▶ _Problem requirements_
Lines containing the string "every": how many are there below? Answer with the number only.

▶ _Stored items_
****

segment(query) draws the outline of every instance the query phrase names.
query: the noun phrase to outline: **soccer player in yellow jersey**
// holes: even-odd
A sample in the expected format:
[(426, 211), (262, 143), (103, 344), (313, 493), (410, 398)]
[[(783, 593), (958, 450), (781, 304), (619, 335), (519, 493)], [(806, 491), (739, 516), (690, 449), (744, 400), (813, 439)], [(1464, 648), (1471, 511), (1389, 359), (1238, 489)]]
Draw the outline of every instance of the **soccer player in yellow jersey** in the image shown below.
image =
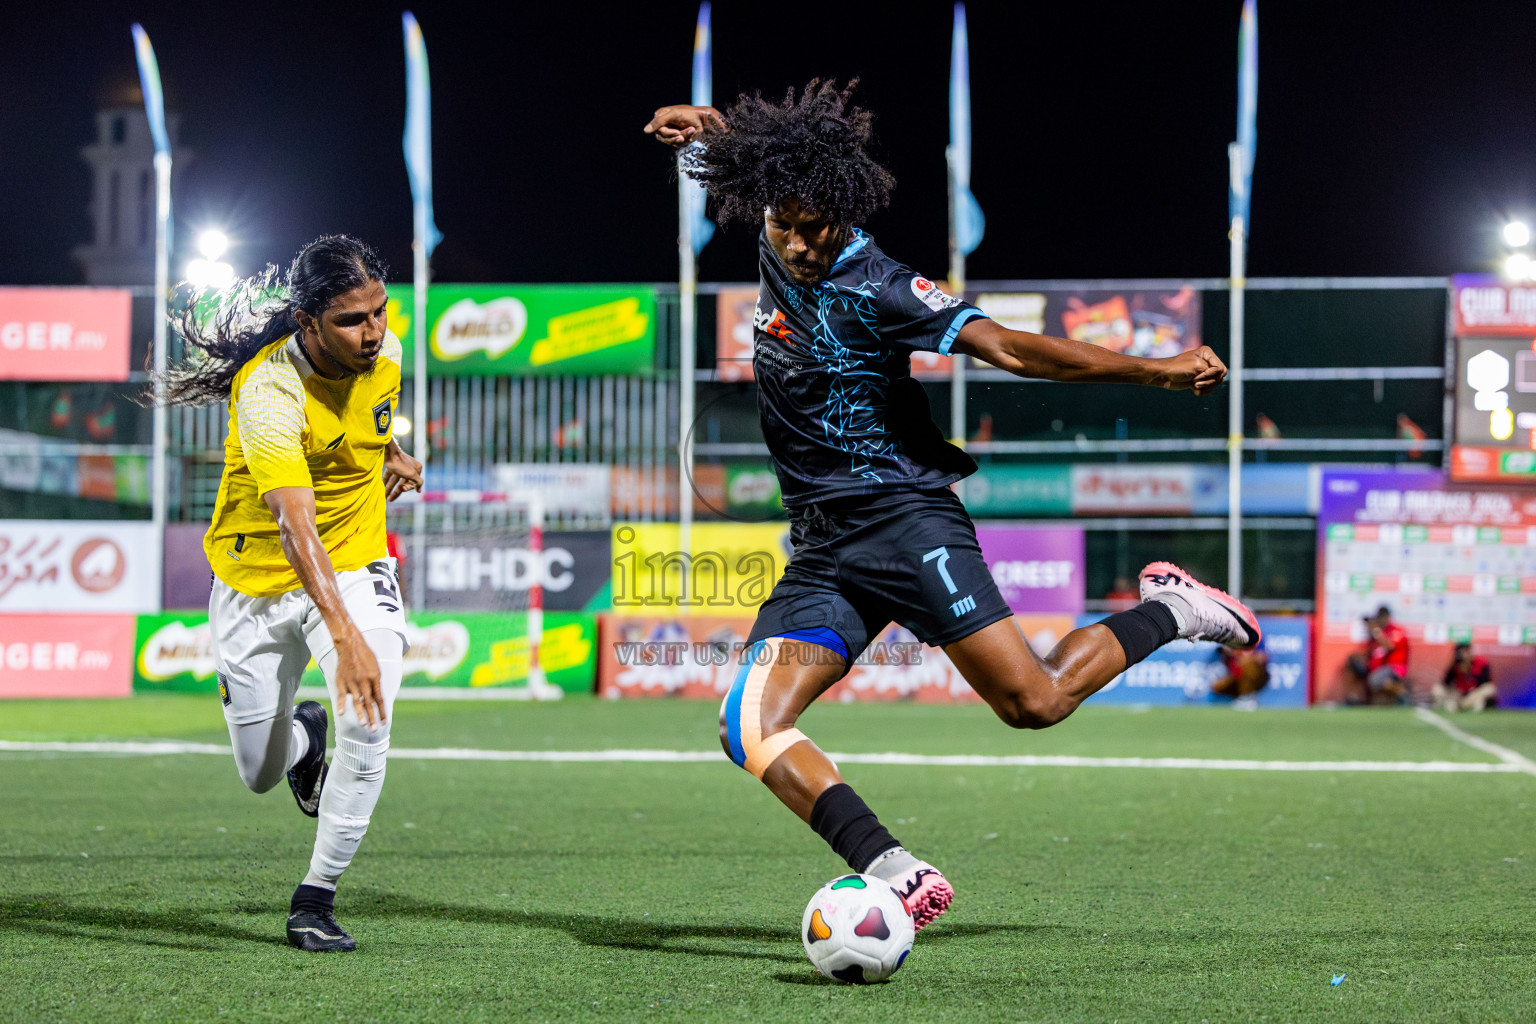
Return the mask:
[[(288, 941), (351, 950), (336, 883), (384, 784), (389, 723), (406, 649), (384, 502), (421, 488), (421, 463), (392, 436), (400, 340), (385, 315), (387, 270), (343, 235), (305, 246), (274, 302), (275, 271), (245, 282), (218, 316), (189, 310), (195, 358), (167, 375), (167, 400), (227, 399), (229, 439), (213, 525), (208, 604), (219, 696), (240, 778), (257, 793), (285, 774), (318, 817), (309, 873), (293, 895)], [(336, 715), (293, 706), (310, 657)]]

****

▶ _Answer to the exercise_
2